++++ TEXT SEGMENT
Healthy Mind

What is hirsutism?

So much great work has been done in recent years to reduce the stigma associated with mental health – It has yielded undeniably successful results.

But we now face a different challenge entirely in tackling what is perhaps one of the most under-estimated and unacknowledged stigmas that many countries have yet to address.

I am referring to the stigma attached to the excess hair condition known as hirsutism.

Statistics from an article published by The Guardian in 2010 reveal that thirty percent of women with excess facial hair also suffer from clinical depression and a quarter claimed that facial hair had a part to play in preventing them from getting a promotion.

Similarly, an article was published on a beauty blog called ThandieKay in October of this year in which facialist and skincare consultant, Dija Ayodele, revealed that she sees many women who continue to suffer in silence with their condition, rather than choosing to seek help for it. In this same article it was revealed that eighty-nine percent of women feel their self-esteem would be higher if they did not have facial hair. Additionally, statistics revealed that over half of the one thousand women who took part in the British 2010 ‘We can face it’ survey, which was part of a campaign to raise awareness of excessive facial hair in women, would feel uncomfortable in discussing the topic of bodily hair with friends and family.
++++++++
++++ EXTRACTED RECORDS
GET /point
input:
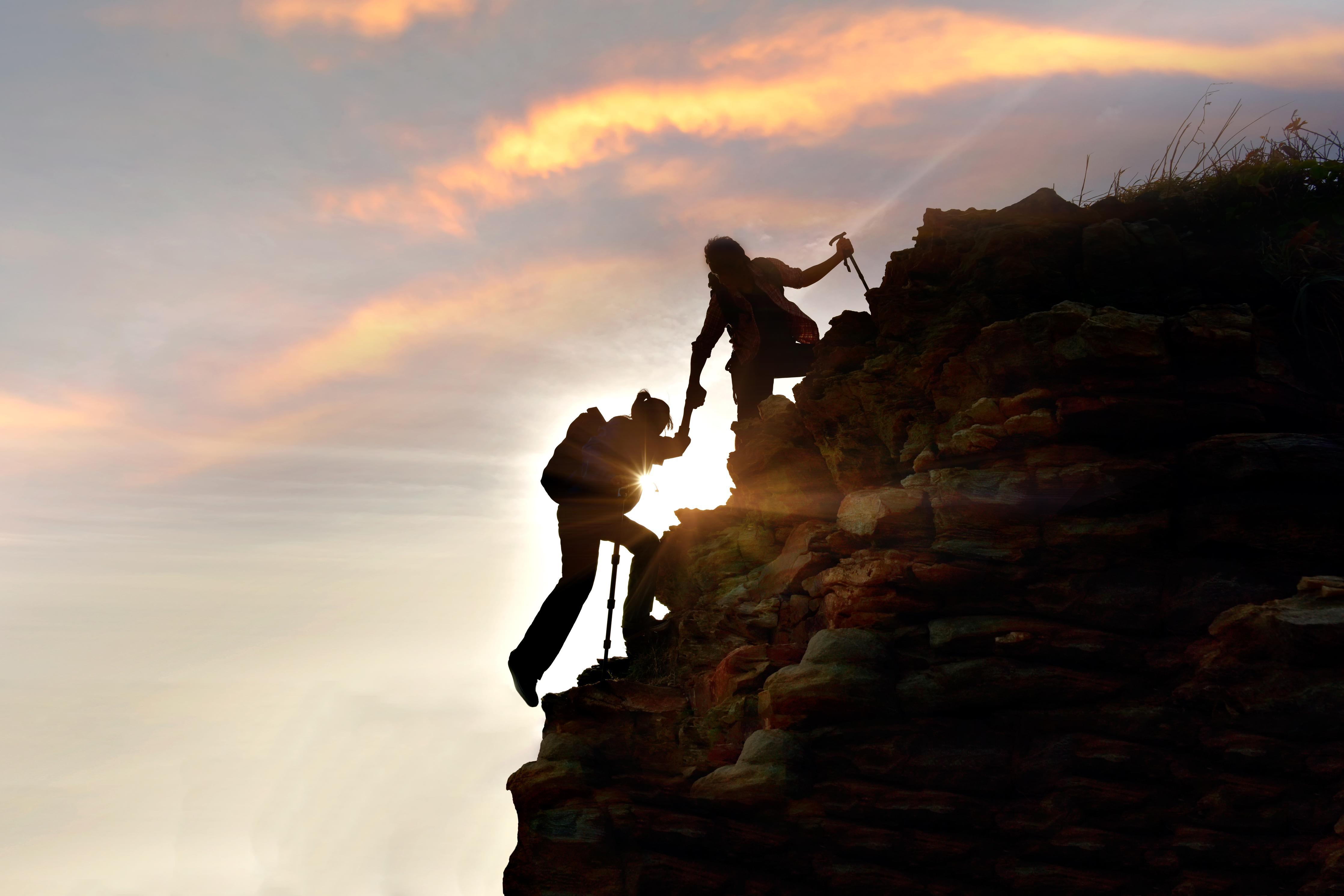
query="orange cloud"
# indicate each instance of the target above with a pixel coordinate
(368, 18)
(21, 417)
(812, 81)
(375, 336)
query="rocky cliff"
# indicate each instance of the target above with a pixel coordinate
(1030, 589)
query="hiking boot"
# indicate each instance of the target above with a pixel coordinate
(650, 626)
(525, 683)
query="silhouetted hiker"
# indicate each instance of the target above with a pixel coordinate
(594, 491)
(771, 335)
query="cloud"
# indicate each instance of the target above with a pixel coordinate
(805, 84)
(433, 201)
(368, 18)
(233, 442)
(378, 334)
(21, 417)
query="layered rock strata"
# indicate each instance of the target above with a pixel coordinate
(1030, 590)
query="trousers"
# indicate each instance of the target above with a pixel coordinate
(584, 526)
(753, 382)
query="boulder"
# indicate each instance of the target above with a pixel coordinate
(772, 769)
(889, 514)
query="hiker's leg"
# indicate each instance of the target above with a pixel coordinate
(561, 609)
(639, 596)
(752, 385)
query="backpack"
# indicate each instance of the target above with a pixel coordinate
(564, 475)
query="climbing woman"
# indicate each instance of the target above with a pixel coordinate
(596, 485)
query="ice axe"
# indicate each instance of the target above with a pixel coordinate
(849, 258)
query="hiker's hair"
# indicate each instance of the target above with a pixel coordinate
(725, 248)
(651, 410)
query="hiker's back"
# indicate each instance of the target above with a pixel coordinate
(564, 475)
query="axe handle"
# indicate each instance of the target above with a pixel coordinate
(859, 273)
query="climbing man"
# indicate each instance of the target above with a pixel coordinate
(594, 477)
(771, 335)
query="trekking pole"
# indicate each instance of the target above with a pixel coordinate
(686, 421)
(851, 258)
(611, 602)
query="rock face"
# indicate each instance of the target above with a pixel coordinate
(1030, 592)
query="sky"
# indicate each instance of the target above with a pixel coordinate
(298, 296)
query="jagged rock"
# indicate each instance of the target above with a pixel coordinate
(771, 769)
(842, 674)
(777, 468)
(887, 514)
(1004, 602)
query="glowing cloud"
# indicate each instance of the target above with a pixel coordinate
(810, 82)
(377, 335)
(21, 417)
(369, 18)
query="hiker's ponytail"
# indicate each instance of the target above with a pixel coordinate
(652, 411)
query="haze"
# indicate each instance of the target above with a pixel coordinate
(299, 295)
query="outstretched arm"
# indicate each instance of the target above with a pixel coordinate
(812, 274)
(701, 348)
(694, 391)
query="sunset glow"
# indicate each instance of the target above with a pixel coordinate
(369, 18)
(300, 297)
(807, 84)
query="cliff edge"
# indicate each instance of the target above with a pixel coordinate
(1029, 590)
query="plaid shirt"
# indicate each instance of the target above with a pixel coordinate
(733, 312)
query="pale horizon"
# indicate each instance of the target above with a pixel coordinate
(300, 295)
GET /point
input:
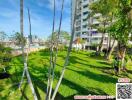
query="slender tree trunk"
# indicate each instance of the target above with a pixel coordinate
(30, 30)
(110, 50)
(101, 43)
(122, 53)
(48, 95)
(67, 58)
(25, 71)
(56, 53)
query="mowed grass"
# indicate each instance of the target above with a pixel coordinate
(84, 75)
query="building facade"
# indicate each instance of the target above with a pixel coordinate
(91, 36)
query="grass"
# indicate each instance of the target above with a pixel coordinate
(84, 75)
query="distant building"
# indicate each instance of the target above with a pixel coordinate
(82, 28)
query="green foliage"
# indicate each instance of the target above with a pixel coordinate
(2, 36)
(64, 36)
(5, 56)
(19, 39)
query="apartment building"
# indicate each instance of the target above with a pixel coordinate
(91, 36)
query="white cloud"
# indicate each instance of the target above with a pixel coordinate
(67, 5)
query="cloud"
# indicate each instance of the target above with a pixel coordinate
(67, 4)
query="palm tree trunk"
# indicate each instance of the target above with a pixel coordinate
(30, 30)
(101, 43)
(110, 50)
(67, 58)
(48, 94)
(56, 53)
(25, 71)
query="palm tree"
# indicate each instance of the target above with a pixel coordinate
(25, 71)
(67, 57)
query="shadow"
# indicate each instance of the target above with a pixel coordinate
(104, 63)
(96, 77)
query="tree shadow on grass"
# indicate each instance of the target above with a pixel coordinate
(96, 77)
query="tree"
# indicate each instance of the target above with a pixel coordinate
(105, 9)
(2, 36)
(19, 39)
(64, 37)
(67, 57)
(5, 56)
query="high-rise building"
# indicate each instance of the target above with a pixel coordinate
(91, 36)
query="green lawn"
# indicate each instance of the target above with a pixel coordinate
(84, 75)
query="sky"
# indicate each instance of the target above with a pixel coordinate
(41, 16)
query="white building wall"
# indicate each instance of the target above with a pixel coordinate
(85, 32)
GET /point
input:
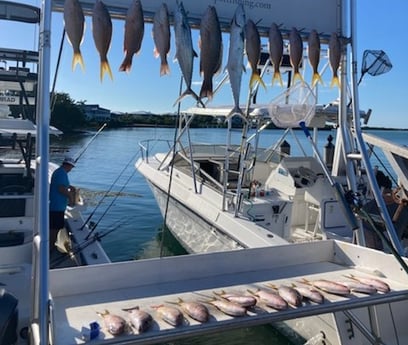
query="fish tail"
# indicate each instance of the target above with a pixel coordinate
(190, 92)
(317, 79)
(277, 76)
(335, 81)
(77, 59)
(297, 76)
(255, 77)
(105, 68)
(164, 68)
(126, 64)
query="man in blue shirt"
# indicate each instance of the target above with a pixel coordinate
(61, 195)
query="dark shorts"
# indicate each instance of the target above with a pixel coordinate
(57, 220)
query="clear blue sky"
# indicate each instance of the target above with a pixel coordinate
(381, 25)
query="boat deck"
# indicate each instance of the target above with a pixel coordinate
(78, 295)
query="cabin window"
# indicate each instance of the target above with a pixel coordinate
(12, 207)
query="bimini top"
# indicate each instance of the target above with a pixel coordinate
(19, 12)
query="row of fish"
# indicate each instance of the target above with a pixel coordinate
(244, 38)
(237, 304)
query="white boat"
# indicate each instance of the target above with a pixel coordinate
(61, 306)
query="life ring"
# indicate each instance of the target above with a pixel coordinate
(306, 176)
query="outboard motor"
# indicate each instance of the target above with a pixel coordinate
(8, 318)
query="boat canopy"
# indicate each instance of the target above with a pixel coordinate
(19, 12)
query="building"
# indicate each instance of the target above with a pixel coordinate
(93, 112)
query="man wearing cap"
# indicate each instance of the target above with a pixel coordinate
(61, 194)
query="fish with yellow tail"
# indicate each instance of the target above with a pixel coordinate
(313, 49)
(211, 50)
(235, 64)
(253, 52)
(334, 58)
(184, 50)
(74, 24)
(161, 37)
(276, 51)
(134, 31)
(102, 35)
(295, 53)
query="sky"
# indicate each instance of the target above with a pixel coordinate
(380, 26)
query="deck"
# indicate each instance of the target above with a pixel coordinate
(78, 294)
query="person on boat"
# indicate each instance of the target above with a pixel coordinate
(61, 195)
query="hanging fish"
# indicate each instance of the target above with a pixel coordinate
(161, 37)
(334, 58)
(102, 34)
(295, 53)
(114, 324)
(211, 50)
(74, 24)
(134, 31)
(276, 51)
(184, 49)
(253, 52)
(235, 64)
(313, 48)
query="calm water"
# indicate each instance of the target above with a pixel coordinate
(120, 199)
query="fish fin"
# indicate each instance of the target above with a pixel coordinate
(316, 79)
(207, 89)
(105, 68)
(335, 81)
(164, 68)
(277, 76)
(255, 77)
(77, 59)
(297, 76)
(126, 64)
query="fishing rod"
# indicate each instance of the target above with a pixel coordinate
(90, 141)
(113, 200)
++++++++
WORK ITEM: Copy the part of the hirsutism text that begins with "Similarly, an article" and ends with "friends and family.", substituting "struggle quietly" for "suffer in silence".

EXERCISE RESULT:
Similarly, an article was published on a beauty blog called ThandieKay in October of this year in which facialist and skincare consultant, Dija Ayodele, revealed that she sees many women who continue to struggle quietly with their condition, rather than choosing to seek help for it. In this same article it was revealed that eighty-nine percent of women feel their self-esteem would be higher if they did not have facial hair. Additionally, statistics revealed that over half of the one thousand women who took part in the British 2010 ‘We can face it’ survey, which was part of a campaign to raise awareness of excessive facial hair in women, would feel uncomfortable in discussing the topic of bodily hair with friends and family.